## Goal
Please count how many lines of the listing below contain the word "window", treating uppercase and lowercase as different, and give only the number.

## Records for this exercise

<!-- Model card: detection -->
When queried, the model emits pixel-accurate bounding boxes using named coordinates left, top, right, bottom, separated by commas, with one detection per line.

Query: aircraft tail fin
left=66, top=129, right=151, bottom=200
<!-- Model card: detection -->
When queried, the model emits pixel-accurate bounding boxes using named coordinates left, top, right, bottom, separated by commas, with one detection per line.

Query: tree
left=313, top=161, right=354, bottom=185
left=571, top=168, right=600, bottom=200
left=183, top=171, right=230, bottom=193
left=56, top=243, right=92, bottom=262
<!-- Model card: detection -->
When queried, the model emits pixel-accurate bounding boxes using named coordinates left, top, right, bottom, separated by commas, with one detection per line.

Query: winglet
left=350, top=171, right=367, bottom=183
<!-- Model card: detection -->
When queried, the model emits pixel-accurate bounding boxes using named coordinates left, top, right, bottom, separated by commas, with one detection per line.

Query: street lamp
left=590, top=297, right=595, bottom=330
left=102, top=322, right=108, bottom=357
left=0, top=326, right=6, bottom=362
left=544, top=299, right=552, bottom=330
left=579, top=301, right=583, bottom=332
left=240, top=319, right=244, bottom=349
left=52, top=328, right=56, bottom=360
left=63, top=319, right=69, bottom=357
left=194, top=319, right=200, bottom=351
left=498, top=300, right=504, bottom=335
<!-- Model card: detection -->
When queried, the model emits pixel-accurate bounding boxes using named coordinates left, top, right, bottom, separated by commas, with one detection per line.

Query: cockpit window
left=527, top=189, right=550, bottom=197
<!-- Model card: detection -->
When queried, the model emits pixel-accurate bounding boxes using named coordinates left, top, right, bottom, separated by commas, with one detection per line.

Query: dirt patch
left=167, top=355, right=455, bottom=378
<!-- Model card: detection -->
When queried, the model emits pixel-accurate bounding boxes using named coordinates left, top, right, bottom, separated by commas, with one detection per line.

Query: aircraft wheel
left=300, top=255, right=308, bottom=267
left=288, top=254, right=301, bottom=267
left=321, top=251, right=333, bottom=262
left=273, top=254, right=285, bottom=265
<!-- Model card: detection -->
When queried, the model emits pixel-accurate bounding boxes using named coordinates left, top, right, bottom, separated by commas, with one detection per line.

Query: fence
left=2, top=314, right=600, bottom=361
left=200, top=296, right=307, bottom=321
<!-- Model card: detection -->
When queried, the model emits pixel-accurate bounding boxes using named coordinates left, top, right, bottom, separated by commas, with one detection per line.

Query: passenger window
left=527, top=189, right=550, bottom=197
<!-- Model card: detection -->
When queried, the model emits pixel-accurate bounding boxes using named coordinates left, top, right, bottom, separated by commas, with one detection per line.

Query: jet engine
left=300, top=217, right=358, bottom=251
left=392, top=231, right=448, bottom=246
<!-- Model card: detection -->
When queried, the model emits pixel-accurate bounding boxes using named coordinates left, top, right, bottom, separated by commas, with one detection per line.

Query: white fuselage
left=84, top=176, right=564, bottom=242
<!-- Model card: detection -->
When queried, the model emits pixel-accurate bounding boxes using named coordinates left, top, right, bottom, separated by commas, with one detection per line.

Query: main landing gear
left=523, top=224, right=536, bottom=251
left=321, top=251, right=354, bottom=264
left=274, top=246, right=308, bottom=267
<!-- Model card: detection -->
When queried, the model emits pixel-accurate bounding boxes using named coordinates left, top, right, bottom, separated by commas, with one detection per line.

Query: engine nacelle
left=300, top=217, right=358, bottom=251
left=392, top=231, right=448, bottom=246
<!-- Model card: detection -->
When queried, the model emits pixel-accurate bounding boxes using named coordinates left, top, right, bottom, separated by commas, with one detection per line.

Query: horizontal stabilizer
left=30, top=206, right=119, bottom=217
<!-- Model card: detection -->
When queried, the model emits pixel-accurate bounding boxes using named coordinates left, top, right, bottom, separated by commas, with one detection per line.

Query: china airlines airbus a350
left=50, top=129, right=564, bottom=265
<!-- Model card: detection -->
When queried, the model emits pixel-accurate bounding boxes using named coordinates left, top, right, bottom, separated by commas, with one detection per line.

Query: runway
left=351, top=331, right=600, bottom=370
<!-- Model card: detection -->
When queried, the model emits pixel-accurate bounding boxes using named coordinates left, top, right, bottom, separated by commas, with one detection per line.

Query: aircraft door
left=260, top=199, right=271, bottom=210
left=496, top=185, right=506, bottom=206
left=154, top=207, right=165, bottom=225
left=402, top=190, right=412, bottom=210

## Worked solution
2